> _ARTIKEL_
=====

Und wie kamt Ihr schließlich auf die Idee, Musik zu machen?

Wir machen schon seit einiger Zeit Musik. Der Peter hat in einer HipHop-Band namens „Die Moreaus“ gespielt. „Moreau“ wie Jeanne Moreau. Das war deutsch- österreichischer HipHop – gut, aber nicht so erfolgreich. Und ich spielte in einer Gitarrenband namens „Sin“. „Sin“ wie Sünde. Wurde aber auch nicht sonderlich bekannt. Unsere erste Platte als Kruder & Dorfmeister haben wir ohne irgendeinen Druck, ohne irgendeine Ahnung vom Busineß veröffentlicht, einfach so ins Blaue hinein. Das war eine Superausgangsposition. Das ist das Beste.

Versucht Ihr, diesen State of Mind wiederzufinden?

Ständig. Das ist ein Teil der Arbeit: Keinen Druck mehr zu haben, nur noch für die Musik zu arbeiten, ohne Hintergedanken.

=====

> _DATENAUSZUG_

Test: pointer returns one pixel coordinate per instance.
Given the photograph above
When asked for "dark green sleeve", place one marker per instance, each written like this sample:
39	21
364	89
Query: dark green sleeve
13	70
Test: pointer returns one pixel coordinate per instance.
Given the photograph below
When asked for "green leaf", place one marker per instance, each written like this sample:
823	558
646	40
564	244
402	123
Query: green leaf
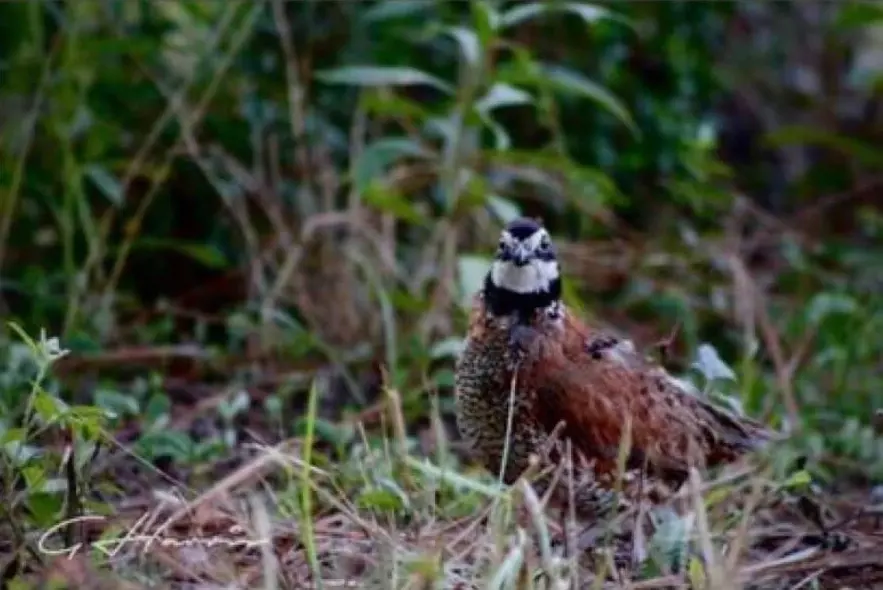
823	305
119	403
568	80
381	153
588	12
469	44
503	209
388	200
395	9
447	348
47	406
709	363
176	445
107	183
502	95
383	500
471	270
382	76
867	153
203	253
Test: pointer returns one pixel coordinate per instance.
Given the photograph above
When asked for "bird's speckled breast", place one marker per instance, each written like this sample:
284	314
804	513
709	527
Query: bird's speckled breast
483	381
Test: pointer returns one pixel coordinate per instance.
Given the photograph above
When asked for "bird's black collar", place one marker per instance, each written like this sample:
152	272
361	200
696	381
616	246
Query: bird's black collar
504	302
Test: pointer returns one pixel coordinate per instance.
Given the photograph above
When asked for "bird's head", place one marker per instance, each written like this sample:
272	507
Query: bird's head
525	262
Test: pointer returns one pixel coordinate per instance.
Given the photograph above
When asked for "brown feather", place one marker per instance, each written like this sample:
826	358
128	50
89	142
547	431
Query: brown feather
595	395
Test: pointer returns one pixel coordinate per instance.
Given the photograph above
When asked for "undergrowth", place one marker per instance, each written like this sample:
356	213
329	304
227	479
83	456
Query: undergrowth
238	241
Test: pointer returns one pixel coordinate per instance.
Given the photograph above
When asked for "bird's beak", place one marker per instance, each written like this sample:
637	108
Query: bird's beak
521	256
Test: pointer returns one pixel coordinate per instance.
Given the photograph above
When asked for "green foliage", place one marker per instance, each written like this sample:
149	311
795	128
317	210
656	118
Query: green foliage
233	213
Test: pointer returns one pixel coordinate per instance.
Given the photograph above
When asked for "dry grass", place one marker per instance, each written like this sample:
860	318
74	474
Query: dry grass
457	530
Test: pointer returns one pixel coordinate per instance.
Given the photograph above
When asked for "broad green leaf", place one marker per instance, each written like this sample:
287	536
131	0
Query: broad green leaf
859	14
472	270
590	13
109	186
504	209
569	80
46	405
395	9
383	500
824	304
709	363
176	445
120	403
469	44
486	20
382	76
447	348
388	200
379	154
502	95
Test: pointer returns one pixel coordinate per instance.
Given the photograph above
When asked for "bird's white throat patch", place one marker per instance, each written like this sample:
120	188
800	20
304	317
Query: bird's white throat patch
533	277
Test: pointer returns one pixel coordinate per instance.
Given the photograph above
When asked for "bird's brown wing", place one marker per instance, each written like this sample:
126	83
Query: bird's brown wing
595	397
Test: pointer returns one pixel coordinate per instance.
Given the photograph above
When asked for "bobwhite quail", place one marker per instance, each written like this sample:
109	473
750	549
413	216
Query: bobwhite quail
570	373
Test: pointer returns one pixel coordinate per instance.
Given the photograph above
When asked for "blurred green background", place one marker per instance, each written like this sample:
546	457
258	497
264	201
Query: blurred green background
229	201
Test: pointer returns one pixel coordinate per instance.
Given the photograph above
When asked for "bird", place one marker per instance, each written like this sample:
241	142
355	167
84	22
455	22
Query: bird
582	382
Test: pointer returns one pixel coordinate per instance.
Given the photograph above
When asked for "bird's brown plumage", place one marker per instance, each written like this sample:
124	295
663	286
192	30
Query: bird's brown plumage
595	383
569	372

=====

> _AUFGABE A_
Beantworte anhand des Interviews zu Kruder & Dorfmeister die folgenden Fragen:
(i) Wie hieß die HipHop-Band, in der Peter gespielt hat?
(ii) Was für eine Band war „Sin“?
(iii) Was gehört laut der Antwort auf die Frage „Versucht Ihr, diesen State of Mind wiederzufinden?“ zur Arbeit?
> _AUFGABE B_
Führe das Interview zu Kruder & Dorfmeister im Anschluss an seinen letzten Satz fort.

> _ENDGÜLTIGE ANTWORT A_
(i) Die Band hieß „Die Moreaus“.
(ii) „Sin“ war eine Gitarrenband.
(iii) Zur Arbeit gehört, keinen Druck mehr zu haben und nur noch für die Musik zu arbeiten, ohne Hintergedanken.

> _ENDGÜLTIGE ANTWORT B_
Gibt es keinen Druck von außen?

Da wir bisher alle Angebote von Major-Plattenfirmen abgelehnt haben, nein. Ich habe nie geglaubt, daß das gutgehen kann, drei Alben in drei Jahren – so lauten sie doch, die üblichen Erträge. Unter einem solchen Druck kann doch nichts entstehen. Man bringt zehn Jahre Erfahrung in sein erstes Album ein. Und in die nächsten dann weniger als ein halbes? Wir haben immer nein gesagt. Unser Ziel ist Qualität. Wir sind an organischem Wachstum interessiert. Es ist okay, wenn wir durch die Städte reisen und Platten auflegen. Wenn uns danach mehr Leute kennen, ist das nur gut. Aber I don't believe in hypes.

Und was, wenn nicht ein Hype, passiert derzeit um Euch herum?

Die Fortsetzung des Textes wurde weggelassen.